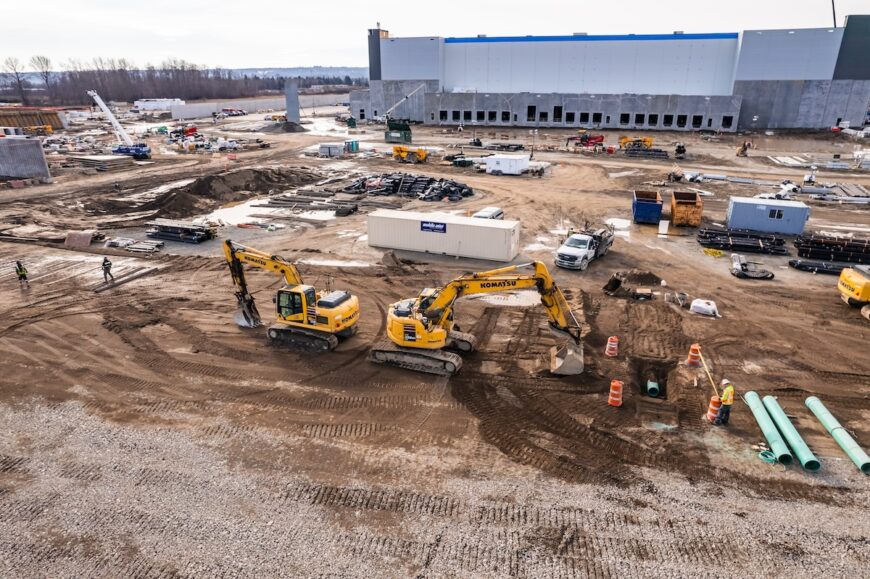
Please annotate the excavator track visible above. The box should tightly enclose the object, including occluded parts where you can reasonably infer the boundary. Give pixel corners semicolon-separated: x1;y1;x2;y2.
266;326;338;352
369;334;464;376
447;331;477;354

===============

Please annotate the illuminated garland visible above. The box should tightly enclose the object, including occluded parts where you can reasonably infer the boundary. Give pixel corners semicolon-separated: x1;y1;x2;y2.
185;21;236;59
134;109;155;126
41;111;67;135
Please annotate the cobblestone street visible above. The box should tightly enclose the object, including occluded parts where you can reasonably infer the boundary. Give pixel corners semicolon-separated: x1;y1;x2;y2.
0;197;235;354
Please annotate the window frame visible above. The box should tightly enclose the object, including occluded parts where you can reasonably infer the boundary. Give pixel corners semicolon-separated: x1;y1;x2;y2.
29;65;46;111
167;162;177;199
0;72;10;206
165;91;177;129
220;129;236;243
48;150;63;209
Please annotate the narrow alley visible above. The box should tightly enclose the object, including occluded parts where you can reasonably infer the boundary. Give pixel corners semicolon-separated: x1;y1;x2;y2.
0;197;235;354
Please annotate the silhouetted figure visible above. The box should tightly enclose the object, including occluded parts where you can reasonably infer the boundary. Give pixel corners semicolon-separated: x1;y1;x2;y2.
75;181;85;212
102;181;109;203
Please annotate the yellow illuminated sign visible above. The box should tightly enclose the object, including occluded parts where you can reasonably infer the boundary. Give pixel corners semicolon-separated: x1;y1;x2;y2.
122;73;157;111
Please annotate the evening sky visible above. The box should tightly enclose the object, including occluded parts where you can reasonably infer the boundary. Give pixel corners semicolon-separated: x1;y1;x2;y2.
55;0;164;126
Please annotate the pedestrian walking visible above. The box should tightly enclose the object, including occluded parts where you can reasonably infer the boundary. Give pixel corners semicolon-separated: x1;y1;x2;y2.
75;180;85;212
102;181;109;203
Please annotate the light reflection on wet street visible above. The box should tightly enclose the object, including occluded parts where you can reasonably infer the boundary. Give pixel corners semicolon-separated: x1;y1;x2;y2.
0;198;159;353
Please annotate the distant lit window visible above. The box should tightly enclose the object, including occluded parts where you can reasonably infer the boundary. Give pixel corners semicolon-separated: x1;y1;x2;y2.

===============

Request: Reproduce without change the part of the records that opens with the line containing "Please annotate the yellow" and closes with the line containing "122;73;157;111", both lines included.

Task solution:
Please annotate the yellow illuminated sign visible above. The box should tightly enclose the object, including occluded parts where you can reasonably infer the boundary. Give pixel corners semicolon-separated: x1;y1;x2;y2.
122;73;157;111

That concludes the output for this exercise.